» **DIE AUFGABE**:
Schreib die ganze Auflistung unten noch einmal ab, samt den Anfragen, und addiere dabei 119 zu jeder Zahl in den Antworten, also zu allen Koordinaten der Polygonumrisse, während die Anfragen und ihre Formatbeispiele unverändert bleiben. Lass die Bilder in deiner Antwort weg.

(Gespeicherte Einträge)
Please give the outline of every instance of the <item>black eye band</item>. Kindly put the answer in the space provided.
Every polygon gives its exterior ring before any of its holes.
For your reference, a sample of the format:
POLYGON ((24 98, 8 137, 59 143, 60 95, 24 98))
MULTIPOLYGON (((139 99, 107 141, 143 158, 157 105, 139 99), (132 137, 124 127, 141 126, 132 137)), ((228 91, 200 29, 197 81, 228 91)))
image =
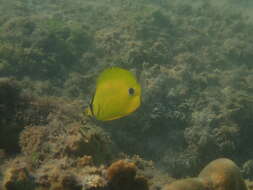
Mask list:
POLYGON ((133 88, 129 88, 129 89, 128 89, 128 93, 129 93, 130 95, 134 95, 134 89, 133 89, 133 88))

» **SCHRIFTLICHE ANTWORT**:
Please give the outline of every instance of the <item>black eye band</item>. Kindly put the answer in the space provided.
Every polygon gives its exterior ring before any of its holes.
For your reference, a sample of the format:
POLYGON ((24 98, 8 137, 59 143, 60 95, 24 98))
MULTIPOLYGON (((139 99, 107 141, 143 158, 157 105, 139 99), (132 137, 124 127, 141 126, 132 137)), ((228 91, 200 29, 197 81, 228 91)))
image =
Mask list:
POLYGON ((252 207, 248 207, 248 208, 247 208, 247 212, 248 212, 249 214, 253 214, 253 208, 252 208, 252 207))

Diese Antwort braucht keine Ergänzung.